* _TRY IT_: Extend the interview passage about the brain and artificial neural networks, picking up right after its last sentence.

If I may be poetic, Mother Nature said to herself, “Well, look, what am I going to do with these immature mammals and birds that will eventually be smart and independent? Well, we better have somebody to take care of them until they can take care of themselves.”

The mother is the closest, having just given birth, so the need to take care of the offspring had to be innate. A simplified way to understand this is that the mother views her offspring as an extension of herself: just as she would take care of her own needs and survival, she’d take care of the needs and survival of the offspring. With the advent of mammals, we saw the debut of this style of care. The system is far more complex than ones present in social cold-blooded species because it can be flexible and allows for decision-making. The bigger the brain, the greater the capacity to learn, adapt and solve new problems. This eventually led to primates, and now, to various hominin species.

Is AI being incorporated into the study of neurophilosophy? And if yes, how so?

Developments in AI and artificial neural nets are really, really important in expanding our ideas about how complex performances can be achieved by networks. From a neurobiological point of view, they help us to see what a large-scale system is capable of doing, even though it’s not quite the way that the brain does it. What we’d like to know, really, is whether there are principles and strategies that we can see in artificial neural networks that will help us understand the principles and strategies of learning in our brains.

However, we’ve found that brains are really very different from artificial neural networks. The cortex is only a little dinky part of our brain, I mean spatially speaking it’s quite a big part, but you know these other structures, the hypothalamus, the amygdala, the hippocampus, and the basal ganglia, these all bear the stamp of very ancient origins. An artificial neural network looks and functions a little bit like how we believe the cortex works. Yet if God gave you just an absolutely beautiful cortex, but none of the other stuff? You’re totally hosed! You can’t do much of anything — cannot swat a fly, for example.

* _DATA SEGMENT_:
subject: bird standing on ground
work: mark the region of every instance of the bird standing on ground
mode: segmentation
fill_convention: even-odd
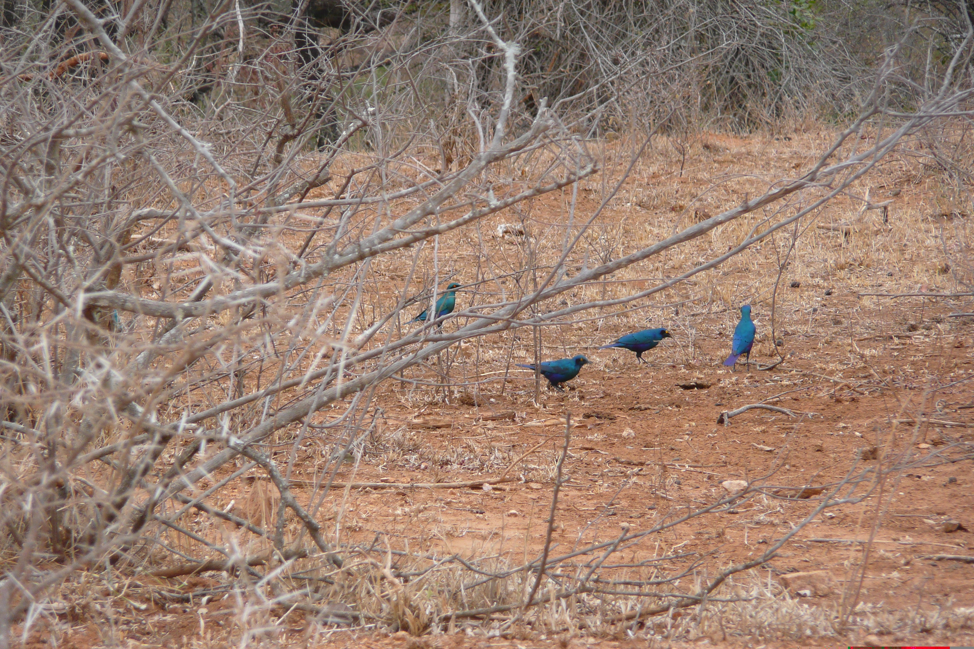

* _REPLY_:
Although as noted, LLMs are amazing in their capacity for sophisticated language use, AI networks so far can interact with the world only in a very rudimentary way. The robotic problem turns out to be more difficult than the language use problem (surprise there for philosophers, I suspect). Motor control is almost unimaginably difficult at the mechanistic level. Humans do it all the time — we scratch our noses, we run, we walk, we fish. We decide to swat a fly, and it happens. We think swatting a fly is easy, but it’s a supremely difficult computational problem. It’s important to work with people who are engaged in research on artificial neural networks and who also want to understand what basic principles can emerge from these structures.

Is there a specific event or point in your life that ignited your interest in science?

A very hard question to answer. Science is part of everyday life, as we deal with getting food, surviving, and socializing with other mammals. Why can my cousin not talk? How is it that I can talk? How does the smallpox vaccine prevent you from getting smallpox? Why do we sleep? Why do some people have difficulty going to sleep? Unless you are very detached from reality, you are bound to have an interest in science, thus broadly understood. You want to know why things happen because sometimes your life depends on it. If you’re a farmer with a cow and chickens and crops you’re trying to grow, you can’t not care about what is known about these things and you will want to learn more — from other farmers, from books, from the internet, and from your own experience. Learning how to make your cash crop flourish in the best way possible is borne from natural curiosity. Sometimes, if you are lucky enough to live now, you may be able to make progress on why we sleep or can talk by working in a lab. But the curiosity is borne from our basic curiosity about why things happen as they do in our everyday world.